Task requirements ::
Give a verbatim quotation of every record.

===== Data listing =====

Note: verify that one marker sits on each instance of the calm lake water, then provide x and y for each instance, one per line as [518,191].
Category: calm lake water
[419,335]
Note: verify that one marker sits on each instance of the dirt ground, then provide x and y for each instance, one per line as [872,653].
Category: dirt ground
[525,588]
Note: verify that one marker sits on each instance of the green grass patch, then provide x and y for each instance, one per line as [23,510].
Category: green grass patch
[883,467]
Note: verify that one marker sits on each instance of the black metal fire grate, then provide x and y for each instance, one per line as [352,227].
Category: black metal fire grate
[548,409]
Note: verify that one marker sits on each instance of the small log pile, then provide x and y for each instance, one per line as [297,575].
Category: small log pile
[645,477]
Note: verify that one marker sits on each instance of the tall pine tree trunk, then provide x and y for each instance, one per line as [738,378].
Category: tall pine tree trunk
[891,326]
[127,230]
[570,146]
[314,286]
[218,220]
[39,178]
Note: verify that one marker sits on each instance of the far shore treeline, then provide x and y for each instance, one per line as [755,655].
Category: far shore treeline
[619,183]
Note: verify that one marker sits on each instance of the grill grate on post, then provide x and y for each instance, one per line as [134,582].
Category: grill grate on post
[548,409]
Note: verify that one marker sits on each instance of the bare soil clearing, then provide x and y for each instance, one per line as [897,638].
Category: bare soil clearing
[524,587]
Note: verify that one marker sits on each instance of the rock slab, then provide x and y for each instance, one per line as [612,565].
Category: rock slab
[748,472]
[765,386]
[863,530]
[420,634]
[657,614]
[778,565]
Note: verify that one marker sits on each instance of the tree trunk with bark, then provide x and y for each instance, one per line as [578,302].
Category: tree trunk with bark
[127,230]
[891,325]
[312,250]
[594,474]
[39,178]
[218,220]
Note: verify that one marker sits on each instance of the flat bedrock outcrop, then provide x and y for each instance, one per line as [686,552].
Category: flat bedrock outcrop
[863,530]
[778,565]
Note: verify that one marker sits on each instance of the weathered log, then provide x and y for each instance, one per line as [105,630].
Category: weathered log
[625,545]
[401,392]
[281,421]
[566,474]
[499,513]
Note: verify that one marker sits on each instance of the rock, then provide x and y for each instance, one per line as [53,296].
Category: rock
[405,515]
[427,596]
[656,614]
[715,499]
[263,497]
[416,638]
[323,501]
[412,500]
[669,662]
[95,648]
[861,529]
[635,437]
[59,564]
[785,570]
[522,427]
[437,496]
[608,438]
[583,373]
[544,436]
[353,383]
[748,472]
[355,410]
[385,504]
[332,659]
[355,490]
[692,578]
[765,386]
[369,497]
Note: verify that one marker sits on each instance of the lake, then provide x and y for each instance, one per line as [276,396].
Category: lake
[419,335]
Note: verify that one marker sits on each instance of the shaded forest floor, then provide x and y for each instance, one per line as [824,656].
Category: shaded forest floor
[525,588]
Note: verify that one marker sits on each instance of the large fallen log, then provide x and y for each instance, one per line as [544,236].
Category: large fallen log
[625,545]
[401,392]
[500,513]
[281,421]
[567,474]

=====

Answer to this task ::
Note: verify that one marker sits on each instance of the calm lake water, then provide x and y for each instance, one per line as [518,191].
Category: calm lake water
[419,335]
Note: verify that one marker sits on each instance of the dirt ground, then provide x and y for each instance, one per line as [872,653].
Category: dirt ground
[525,588]
Note: verify that one marker sits on each instance of the green grass patch, then provide x and y for each instance, one per line as [23,510].
Category: green grass patch
[883,467]
Note: verify that one marker sits on each instance of the black metal fire grate, then provide x and y for each instance, one per line as [352,227].
Category: black metal fire grate
[548,409]
Note: verify that one marker sits on each instance of the small log pile, then provide x and y for each instance, one per line as [297,575].
Category: small log pile
[645,477]
Note: verify that one marker sits on each instance of the tall pine tree trunk, then provide x and y for each instance, one per line as [738,378].
Category: tall pine tree trunk
[891,326]
[127,230]
[570,146]
[314,286]
[218,220]
[39,178]
Note: verify that one marker sits on each instance of the far shore treeline, then provide x and y for each instance, one per line as [755,655].
Category: far shore treeline
[619,183]
Note: verify that one marker sits on each instance of the grill grate on post, then provide x and y for each instance, one per line as [134,582].
Category: grill grate on post
[548,409]
Note: verify that one marker sits on each instance of the bare soil clearing, then provide x and y for each instance, one per line as [897,638].
Category: bare soil clearing
[524,587]
Note: verify that one marker sits on each instance of the rock slab, then provide x and y for each instance, one per line as [612,565].
Category: rock slab
[748,472]
[765,386]
[863,530]
[420,634]
[657,614]
[778,565]
Note: verify that one marker sits on each instance of the tree trunk with bark, then provide x and y for each instance, one per line as [578,302].
Category: tree trunk with bark
[127,230]
[891,325]
[312,250]
[594,474]
[39,178]
[218,220]
Note: verify that one marker sits on each instance of the flat bedrock outcrop, then provide x and y for each instance, one per line as [686,552].
Category: flat bedrock outcrop
[863,530]
[778,565]
Note: verify that one marker sits on each instance of the weathered log, then provide x and y for each instance, one per line as [105,630].
Category: weathered log
[625,545]
[401,392]
[281,421]
[566,474]
[499,513]
Note: verify that one marker sits on each instance of the rock, then provide x and y for each instance, one per line as [53,296].
Category: rock
[405,515]
[427,596]
[656,614]
[715,499]
[263,497]
[416,638]
[323,501]
[412,500]
[669,662]
[95,648]
[861,529]
[635,437]
[59,564]
[785,570]
[522,427]
[437,496]
[608,438]
[583,373]
[544,436]
[353,383]
[748,472]
[355,410]
[385,504]
[332,659]
[355,490]
[692,578]
[765,386]
[369,497]
Note: verify that one marker sits on each instance of the lake, then provide x and y for each instance, one per line as [276,396].
Category: lake
[419,335]
Note: verify that one marker sits on each instance of the shaded forest floor, then provide x and y for each instance, one per line as [824,656].
Category: shaded forest floor
[525,588]
Note: verify that one marker sits on each instance of the large fallen log, then provide x and y for each instance, one per line as [544,236].
Category: large fallen log
[625,545]
[401,392]
[500,513]
[281,421]
[567,474]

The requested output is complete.